(Set problem): Reproduce the listing from its first line up to and including the line with "450;288;509;417", replacing "bounding box" with "enclosing rectangle" and leaving everything else unchanged.

(Given information):
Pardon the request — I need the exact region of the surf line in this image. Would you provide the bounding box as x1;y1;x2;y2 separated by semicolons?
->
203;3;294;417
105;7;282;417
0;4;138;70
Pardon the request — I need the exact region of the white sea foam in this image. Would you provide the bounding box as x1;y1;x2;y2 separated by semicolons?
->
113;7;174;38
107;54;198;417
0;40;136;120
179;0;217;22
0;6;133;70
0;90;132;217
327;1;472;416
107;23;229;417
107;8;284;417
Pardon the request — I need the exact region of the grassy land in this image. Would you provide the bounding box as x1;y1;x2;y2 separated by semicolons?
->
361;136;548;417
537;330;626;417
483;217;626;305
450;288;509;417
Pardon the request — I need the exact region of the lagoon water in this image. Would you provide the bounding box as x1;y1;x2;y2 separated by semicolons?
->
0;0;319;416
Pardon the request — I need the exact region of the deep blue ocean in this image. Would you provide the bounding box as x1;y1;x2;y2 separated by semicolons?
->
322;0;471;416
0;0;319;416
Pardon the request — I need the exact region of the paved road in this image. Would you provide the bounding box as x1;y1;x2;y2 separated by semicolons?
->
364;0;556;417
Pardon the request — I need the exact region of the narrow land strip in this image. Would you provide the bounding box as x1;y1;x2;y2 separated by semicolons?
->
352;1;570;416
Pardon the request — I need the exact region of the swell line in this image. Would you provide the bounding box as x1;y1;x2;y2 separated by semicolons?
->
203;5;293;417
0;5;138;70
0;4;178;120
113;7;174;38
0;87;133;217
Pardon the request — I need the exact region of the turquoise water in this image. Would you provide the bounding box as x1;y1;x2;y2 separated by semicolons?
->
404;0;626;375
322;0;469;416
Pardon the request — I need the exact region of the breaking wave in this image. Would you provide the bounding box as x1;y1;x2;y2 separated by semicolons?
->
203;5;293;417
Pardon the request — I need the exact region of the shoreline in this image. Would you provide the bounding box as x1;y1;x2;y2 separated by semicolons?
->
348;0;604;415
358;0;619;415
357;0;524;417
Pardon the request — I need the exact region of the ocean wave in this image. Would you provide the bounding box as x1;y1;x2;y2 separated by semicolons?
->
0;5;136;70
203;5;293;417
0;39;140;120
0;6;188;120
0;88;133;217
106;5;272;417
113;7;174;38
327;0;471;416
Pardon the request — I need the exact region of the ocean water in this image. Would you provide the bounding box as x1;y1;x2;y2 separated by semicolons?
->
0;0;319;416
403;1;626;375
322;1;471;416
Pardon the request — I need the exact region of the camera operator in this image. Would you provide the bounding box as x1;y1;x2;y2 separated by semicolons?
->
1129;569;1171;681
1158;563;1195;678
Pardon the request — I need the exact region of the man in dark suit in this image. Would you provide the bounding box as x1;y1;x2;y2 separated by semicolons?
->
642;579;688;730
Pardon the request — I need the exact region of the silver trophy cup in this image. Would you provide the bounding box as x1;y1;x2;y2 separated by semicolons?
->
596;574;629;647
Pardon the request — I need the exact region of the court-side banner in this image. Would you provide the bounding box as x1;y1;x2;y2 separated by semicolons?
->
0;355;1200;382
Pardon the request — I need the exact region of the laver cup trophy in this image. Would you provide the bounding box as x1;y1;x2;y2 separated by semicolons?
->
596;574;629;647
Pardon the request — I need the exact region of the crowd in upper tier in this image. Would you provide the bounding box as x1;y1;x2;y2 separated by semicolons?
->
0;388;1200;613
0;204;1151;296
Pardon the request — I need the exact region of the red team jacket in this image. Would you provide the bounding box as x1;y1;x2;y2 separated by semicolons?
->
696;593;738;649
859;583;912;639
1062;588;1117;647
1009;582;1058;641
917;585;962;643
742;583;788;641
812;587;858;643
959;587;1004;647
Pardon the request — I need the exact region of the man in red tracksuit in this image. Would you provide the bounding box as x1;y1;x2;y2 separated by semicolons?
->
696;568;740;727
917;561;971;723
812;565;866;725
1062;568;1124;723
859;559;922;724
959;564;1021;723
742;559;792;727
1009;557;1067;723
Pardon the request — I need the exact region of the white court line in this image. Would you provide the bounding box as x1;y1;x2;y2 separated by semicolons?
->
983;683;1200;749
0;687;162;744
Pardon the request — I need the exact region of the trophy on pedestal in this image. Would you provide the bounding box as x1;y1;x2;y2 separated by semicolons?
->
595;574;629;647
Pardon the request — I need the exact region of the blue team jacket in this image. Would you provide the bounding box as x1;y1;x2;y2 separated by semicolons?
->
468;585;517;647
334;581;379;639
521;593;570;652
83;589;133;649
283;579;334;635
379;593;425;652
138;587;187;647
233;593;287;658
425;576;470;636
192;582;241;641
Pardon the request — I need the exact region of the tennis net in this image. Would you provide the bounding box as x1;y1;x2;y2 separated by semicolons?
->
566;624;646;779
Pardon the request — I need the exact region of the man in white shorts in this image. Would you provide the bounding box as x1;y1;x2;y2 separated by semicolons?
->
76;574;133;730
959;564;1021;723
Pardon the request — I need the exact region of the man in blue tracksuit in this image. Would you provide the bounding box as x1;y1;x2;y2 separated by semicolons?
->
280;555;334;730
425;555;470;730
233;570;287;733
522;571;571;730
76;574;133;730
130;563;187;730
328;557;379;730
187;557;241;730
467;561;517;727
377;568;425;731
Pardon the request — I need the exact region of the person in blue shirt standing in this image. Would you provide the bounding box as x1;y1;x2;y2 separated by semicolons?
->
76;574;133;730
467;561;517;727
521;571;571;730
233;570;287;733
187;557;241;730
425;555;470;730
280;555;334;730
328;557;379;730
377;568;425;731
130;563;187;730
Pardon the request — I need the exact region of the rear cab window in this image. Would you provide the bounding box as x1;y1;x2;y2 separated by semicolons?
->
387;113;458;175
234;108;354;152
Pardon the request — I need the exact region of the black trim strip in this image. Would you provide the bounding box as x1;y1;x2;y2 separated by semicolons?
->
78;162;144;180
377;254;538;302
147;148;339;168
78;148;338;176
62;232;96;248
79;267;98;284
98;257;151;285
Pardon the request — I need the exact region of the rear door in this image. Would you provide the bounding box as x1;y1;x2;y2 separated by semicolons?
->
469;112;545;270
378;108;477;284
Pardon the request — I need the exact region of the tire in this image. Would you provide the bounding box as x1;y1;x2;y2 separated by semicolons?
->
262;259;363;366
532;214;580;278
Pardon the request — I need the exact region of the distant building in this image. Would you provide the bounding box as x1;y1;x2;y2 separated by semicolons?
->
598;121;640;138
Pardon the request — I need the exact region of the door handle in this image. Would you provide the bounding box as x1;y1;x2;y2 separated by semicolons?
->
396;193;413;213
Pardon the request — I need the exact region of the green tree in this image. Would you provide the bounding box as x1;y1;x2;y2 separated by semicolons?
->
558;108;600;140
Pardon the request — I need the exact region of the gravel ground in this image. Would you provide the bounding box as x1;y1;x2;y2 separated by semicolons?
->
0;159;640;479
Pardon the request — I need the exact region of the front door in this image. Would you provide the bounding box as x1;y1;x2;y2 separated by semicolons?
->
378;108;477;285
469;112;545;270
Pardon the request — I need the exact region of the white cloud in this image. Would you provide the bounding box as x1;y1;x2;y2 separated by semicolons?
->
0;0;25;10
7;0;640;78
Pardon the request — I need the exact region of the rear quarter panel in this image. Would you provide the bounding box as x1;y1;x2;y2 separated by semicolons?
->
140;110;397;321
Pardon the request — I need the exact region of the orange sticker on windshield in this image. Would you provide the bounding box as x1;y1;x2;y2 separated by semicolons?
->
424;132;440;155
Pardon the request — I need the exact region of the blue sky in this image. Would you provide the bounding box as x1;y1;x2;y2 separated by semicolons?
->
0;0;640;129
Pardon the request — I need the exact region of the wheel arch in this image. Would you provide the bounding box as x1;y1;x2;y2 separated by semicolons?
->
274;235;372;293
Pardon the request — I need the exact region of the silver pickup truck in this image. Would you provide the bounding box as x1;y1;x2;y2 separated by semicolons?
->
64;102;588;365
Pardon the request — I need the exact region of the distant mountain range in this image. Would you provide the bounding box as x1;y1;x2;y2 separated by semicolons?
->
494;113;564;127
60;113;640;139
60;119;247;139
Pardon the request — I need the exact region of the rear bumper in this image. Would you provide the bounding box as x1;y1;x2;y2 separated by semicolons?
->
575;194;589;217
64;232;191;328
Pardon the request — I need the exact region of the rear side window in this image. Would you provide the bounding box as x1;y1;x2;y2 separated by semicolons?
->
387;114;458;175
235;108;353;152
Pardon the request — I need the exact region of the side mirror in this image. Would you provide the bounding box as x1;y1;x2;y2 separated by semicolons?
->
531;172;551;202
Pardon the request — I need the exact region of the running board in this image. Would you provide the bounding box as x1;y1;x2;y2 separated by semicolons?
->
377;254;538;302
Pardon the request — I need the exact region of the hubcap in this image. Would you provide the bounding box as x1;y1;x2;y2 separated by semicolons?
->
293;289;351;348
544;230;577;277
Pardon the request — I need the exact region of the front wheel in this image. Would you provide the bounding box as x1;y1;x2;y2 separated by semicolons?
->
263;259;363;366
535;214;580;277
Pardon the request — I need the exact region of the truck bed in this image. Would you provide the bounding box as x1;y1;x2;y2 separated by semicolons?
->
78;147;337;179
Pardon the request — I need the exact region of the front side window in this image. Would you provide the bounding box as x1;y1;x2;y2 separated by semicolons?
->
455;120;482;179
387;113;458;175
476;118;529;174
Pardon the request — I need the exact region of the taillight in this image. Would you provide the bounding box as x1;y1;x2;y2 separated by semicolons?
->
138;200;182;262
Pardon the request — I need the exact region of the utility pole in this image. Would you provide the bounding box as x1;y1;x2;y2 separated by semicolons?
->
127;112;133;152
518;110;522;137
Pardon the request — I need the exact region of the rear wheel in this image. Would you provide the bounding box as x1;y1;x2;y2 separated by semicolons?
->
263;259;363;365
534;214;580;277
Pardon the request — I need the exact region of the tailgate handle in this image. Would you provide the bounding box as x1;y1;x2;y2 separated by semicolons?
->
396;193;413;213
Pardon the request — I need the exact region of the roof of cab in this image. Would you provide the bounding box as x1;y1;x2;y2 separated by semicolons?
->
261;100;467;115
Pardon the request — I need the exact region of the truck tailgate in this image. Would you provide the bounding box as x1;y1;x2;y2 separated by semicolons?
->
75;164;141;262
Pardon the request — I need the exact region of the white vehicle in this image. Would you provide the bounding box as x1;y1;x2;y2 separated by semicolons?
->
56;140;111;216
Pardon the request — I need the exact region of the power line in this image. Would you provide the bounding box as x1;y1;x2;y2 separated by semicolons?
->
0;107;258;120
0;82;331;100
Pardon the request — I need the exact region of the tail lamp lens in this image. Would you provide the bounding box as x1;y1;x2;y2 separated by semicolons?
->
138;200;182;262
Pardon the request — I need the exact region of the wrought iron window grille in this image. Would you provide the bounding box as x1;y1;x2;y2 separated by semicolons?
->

(Response to this exercise):
Pardon the request — I need the exact region of the surf line in this image. Would you provide the enclosing rectangle as x1;y1;x2;y2 separated by semicolons?
->
203;3;294;417
105;7;282;417
0;4;138;70
Pardon the request — I need the exact region of the white sea foam in this image. Would you provide the enclosing rectangle as x1;y1;x2;y2 separated by semicolons?
->
113;7;174;38
107;54;198;417
0;40;136;120
179;0;217;22
0;6;133;70
0;90;132;217
327;1;472;416
107;23;229;417
107;8;284;417
Pardon the request — I need the exact region of the grassy land in this image. Would you provide the enclosing rectangle as x1;y1;x2;y2 separated by semicolons?
->
361;136;548;417
537;330;626;417
483;217;626;305
450;288;509;417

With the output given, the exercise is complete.